* Exercise inputs:
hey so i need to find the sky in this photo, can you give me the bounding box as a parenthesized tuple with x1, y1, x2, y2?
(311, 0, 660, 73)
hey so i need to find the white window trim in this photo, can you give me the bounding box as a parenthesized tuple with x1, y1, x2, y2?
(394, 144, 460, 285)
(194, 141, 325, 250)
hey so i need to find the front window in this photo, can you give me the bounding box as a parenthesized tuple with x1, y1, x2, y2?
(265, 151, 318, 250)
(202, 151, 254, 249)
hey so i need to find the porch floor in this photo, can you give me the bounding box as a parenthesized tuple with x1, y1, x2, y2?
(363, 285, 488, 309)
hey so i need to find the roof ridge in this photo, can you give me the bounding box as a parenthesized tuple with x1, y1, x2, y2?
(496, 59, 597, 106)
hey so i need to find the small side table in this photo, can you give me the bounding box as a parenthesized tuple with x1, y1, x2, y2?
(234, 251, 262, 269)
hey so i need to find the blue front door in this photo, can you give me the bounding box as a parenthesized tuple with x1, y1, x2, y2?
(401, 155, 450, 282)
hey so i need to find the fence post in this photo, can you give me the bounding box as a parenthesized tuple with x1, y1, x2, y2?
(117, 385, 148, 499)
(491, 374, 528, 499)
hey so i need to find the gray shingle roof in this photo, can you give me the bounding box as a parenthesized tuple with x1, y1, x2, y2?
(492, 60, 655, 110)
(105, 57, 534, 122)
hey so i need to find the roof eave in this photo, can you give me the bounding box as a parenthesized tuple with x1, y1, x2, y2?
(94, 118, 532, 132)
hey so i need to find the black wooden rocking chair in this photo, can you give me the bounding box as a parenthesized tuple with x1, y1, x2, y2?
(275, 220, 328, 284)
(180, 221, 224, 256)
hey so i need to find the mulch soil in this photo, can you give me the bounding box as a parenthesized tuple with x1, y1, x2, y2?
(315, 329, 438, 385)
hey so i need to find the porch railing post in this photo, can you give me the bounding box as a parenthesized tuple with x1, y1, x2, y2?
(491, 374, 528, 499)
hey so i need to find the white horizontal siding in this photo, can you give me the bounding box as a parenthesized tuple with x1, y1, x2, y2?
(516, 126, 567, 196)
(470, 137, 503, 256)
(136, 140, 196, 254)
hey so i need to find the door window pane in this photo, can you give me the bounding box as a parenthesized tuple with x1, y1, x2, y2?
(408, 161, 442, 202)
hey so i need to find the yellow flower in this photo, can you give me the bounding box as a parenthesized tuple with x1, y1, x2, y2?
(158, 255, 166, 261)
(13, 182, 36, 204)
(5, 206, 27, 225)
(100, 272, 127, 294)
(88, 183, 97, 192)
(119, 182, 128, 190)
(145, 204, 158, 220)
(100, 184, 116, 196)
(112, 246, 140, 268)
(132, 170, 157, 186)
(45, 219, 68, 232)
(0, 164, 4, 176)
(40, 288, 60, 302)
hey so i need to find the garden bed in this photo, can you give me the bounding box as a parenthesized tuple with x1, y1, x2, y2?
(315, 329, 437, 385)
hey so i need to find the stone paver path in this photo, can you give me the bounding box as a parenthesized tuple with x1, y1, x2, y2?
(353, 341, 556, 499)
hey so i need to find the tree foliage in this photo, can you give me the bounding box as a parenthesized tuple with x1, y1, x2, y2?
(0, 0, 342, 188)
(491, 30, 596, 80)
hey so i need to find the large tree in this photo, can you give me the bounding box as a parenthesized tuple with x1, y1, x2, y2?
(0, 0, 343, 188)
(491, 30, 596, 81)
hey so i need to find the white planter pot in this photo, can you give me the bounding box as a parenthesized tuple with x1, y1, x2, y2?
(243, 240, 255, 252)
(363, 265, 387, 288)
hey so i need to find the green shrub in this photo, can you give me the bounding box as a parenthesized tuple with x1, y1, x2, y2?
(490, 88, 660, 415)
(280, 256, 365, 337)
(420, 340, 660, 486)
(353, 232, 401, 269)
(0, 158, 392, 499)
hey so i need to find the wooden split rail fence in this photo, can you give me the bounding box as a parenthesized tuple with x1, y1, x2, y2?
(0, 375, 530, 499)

* Instructions to follow:
Would you repeat each line above exactly as it stands?

* Exercise output:
hey so i need to find the sky in this photo, can you give me the bounding box as a parenthesized tuple with x1, y1, x2, y2?
(311, 0, 660, 73)
hey so i need to find the white window trim in this photo, can you give me the bounding box as a parenthesized tuple with x1, y1, x2, y2?
(394, 144, 460, 285)
(194, 141, 325, 250)
hey so i need to find the front window in this photo, can you give me the bounding box as a parenthesized tuple with x1, y1, x2, y2?
(265, 151, 318, 250)
(202, 151, 254, 249)
hey so i need to find the porch floor in this photo, can you give me the bounding box as a parenthesized tuple with x1, y1, x2, y2?
(363, 285, 488, 309)
hey so i need to find the roof ridge in this photo, can you give me the bounding box as a parenthesized tuple with x1, y1, x2, y2?
(496, 59, 597, 106)
hey so i need to find the small side table in this photo, can you give me the bounding box as a parenthesized tuple with x1, y1, x2, y2?
(234, 251, 262, 269)
hey so i need to find the blue front door in this photo, can you give me the bounding box as a parenthesized tuple with x1, y1, x2, y2?
(401, 155, 450, 282)
hey so i need to find the fence post in this photo, can you give me the bounding box as a parenthesized tuple with x1, y1, x2, y2?
(117, 385, 148, 499)
(491, 374, 528, 499)
hey so i need to find the gray shingle roof in this photo, can you give me the bounding box as a parenthesized tuple with x1, y1, x2, y2?
(492, 60, 655, 110)
(105, 57, 534, 122)
hey so i need to find the roof eave in this photo, can you give me the bounding box as a parenthesized tuple with x1, y1, x2, y2?
(94, 118, 532, 132)
hey so i need to find the black wooden rocking chair in this photo, can you give me the bounding box as a parenthesized tuple with x1, y1, x2, y2?
(275, 220, 328, 284)
(180, 221, 224, 256)
hey so i need to find the mulch soil in this photo, can you give me the bounding box as a parenthesized tuple with x1, y1, x2, y2?
(315, 329, 438, 385)
hey so i need to find the porch railing post in this photo, can you give me the bounding box as a parenthesized tuple with x1, y1, x2, y2?
(491, 374, 528, 499)
hey so i need to find the white horizontal siding in this photo, can you give me the bounding box as a parenthesized tuple with x1, y1, x2, y2?
(516, 126, 567, 196)
(470, 137, 503, 256)
(136, 140, 196, 254)
hey so i need to find the door window pane in this photo, can you give me the bounding box as a parenthesized tuple with x1, y1, x2, y2?
(408, 161, 442, 202)
hey so i need to find the yellow flower in this photo, can you give me the bounding box as a parenthesized tuple with x1, y1, x2, y2?
(158, 255, 166, 261)
(13, 182, 36, 204)
(5, 206, 27, 225)
(100, 272, 127, 294)
(88, 183, 97, 192)
(119, 182, 128, 190)
(145, 204, 158, 220)
(100, 184, 116, 196)
(112, 246, 140, 268)
(132, 170, 157, 186)
(45, 219, 68, 232)
(0, 164, 4, 176)
(40, 288, 60, 302)
hey so i need to find the garden bed in this photo, can you give me the bounding box as a parenthesized tuple with x1, y1, x2, y2?
(315, 329, 437, 385)
hey so i need to find the stone paver path in this photo, can you give me the bounding box as a parenthesized tuple with x1, y1, x2, y2?
(353, 341, 556, 499)
hey so i need to find the tree foliage in this photo, can you give me the bounding box as a parenthesized tuple with x1, y1, x2, y2?
(0, 0, 342, 188)
(491, 30, 596, 80)
hey so i need to find the large tree in this photo, can you give me the bounding box as a parenthesized tuple with x1, y1, x2, y2?
(0, 0, 343, 188)
(491, 30, 596, 81)
hey so i need to find the white planter pot in this photo, can you give me the bounding box as a parenthesized tuple with x1, y1, x2, y2?
(243, 240, 255, 252)
(363, 265, 387, 288)
hey so i need to find the green shrub in this photo, can you give me the bounding box as a parenthesized tuple with x1, y1, x2, y2?
(490, 88, 660, 415)
(280, 256, 365, 337)
(420, 340, 660, 486)
(353, 232, 401, 269)
(0, 158, 392, 499)
hey so i need to find the wooden split rail fence in this photo, can you give me the bounding box as a parenthesized tuple with x1, y1, x2, y2?
(0, 375, 530, 499)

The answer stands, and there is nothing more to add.